Written problem → Copy out the items below, changing each "grounding module" to "detection module" and keeping everything else the same.

Records for this exercise →
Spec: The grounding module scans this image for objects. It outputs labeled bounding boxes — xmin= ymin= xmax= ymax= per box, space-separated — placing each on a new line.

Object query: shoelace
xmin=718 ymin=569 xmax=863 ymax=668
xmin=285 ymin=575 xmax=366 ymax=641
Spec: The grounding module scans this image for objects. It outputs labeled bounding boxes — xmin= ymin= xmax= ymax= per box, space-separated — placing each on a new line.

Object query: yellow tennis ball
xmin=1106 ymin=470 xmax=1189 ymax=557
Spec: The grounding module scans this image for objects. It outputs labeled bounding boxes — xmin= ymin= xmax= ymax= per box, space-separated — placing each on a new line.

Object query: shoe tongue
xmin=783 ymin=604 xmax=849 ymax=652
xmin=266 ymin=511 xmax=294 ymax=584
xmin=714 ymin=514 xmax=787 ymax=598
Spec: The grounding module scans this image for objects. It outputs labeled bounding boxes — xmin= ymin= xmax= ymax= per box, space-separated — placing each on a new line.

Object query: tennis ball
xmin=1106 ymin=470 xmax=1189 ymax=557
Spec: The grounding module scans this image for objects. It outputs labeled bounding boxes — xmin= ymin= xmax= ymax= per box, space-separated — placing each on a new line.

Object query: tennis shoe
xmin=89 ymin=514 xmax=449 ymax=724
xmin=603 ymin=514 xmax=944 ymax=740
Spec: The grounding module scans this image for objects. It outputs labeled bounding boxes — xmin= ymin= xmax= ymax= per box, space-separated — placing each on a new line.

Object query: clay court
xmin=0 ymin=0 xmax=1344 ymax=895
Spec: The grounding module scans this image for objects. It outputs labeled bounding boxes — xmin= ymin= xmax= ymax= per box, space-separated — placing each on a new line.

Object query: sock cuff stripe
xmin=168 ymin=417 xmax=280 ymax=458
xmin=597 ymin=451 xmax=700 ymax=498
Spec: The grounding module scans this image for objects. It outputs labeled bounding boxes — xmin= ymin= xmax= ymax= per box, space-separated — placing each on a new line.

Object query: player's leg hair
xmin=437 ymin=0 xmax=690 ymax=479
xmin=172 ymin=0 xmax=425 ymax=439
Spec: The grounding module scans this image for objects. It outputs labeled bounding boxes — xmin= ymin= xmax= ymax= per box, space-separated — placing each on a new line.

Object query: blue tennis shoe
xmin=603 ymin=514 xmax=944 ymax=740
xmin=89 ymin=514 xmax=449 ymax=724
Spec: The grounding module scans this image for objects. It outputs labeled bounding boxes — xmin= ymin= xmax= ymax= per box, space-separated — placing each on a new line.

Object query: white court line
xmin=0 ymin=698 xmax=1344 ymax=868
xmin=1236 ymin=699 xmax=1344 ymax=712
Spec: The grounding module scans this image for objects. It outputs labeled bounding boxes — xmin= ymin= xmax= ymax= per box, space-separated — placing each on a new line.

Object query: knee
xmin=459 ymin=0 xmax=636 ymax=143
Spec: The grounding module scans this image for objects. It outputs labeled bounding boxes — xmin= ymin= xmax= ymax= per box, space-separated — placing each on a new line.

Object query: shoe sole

Exercise output →
Spec: The detection module scans this image for objects. It outputs labeled bounding boxes — xmin= ymin= xmax= ymax= per box, space-separated — placing each on a new line.

Object query: shoelace
xmin=718 ymin=569 xmax=863 ymax=668
xmin=285 ymin=575 xmax=366 ymax=641
Spec: The detection module scans this image for objects. It outputs labeled bounding boxes — xmin= ymin= xmax= ymax= per box, space-separated — placing each on a new line.

Object query: yellow tennis ball
xmin=1106 ymin=470 xmax=1189 ymax=557
Spec: The detection module scans this image for objects. It outputs labeled bounding boxes — xmin= ymin= xmax= ymax= per box, space-separated — placing each on a new line.

Object query: shoe tongue
xmin=783 ymin=604 xmax=849 ymax=652
xmin=266 ymin=511 xmax=294 ymax=584
xmin=714 ymin=514 xmax=787 ymax=598
Spec: The detection module scans this image for objects. It outputs labeled bounding boxes — xmin= ymin= xmax= ymax= per box, space-separated — placing each on a new line.

Object query: tennis ball
xmin=1106 ymin=470 xmax=1189 ymax=557
Spec: The detection module scans this image for objects. It outputs labeled bounding boxes — xmin= ymin= xmax= ymax= per box, space-separated — placing each on a new line.

Object query: tennis shoe
xmin=89 ymin=514 xmax=449 ymax=724
xmin=603 ymin=514 xmax=944 ymax=740
Spec: The detection module scans this image for objects. It outputs labeled bounding boxes — xmin= ymin= xmax= ymax= per box, space-separated — placing each on a new line.

Object query: clay court
xmin=0 ymin=0 xmax=1344 ymax=895
Spec: The detection module scans this image for objects. It outputs labeled bounding boxes — xmin= ymin= xmax= ymax= per box, space-separated — placing each on a new line.

Object query: sock cuff stripe
xmin=168 ymin=417 xmax=280 ymax=458
xmin=597 ymin=451 xmax=700 ymax=498
Spec: The detection module scans this image for objects. It outputs labeled bounding boxes — xmin= ymin= xmax= ymax= per box, space-separated — placing each on a new line.

Object query: player's leg hair
xmin=437 ymin=0 xmax=690 ymax=479
xmin=172 ymin=0 xmax=425 ymax=439
Spec: The detection module scans this image for objects. It outputs labeled bounding boxes — xmin= ymin= xmax= ymax= per box, space-separated — placing each on a new line.

Object query: blue tennis shoe
xmin=603 ymin=514 xmax=944 ymax=740
xmin=89 ymin=514 xmax=449 ymax=724
Spec: The detection module scans this image for objects. It outputs labeled bounding boxes — xmin= ymin= xmax= ymax= per box, space-separated — placing each on a new line.

Object query: white court line
xmin=0 ymin=698 xmax=1344 ymax=868
xmin=1236 ymin=699 xmax=1344 ymax=712
Spec: The detection module scans this image for objects. It outputs labeled bounding boxes — xmin= ymin= xmax= ymax= per box, space-separated — placing each on a new line.

Object query: knee
xmin=459 ymin=0 xmax=636 ymax=143
Spec: The detection module scans this image for objects. It outputs labeled bounding boxes — xmin= ymin= xmax= ymax= per box, space-separated — placing each on a new line.

Object query: shoe sole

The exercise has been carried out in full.